Instructions for the task:
Quote the listing below in its entirety, omitting every image.

········

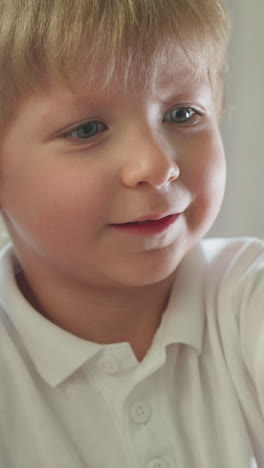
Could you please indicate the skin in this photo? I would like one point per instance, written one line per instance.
(60, 196)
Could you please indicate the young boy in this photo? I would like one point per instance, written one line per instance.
(126, 341)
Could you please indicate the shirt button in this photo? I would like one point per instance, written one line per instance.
(108, 365)
(158, 463)
(140, 412)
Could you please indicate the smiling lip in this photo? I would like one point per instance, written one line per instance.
(148, 227)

········

Finished task:
Could you please indicate the skin in this photo? I would like one point per instance, written one line per instance.
(60, 196)
Could you please indicate the young boy in this photo? I would like one point per instance, written one line per instance.
(126, 341)
Could you please indicate the shirt button in this photo? I would like one point per instance, written one line per instance.
(108, 365)
(158, 463)
(140, 412)
Could you please indicate the smiling lip in this photo? I would like one point per instance, written one line per instance.
(148, 227)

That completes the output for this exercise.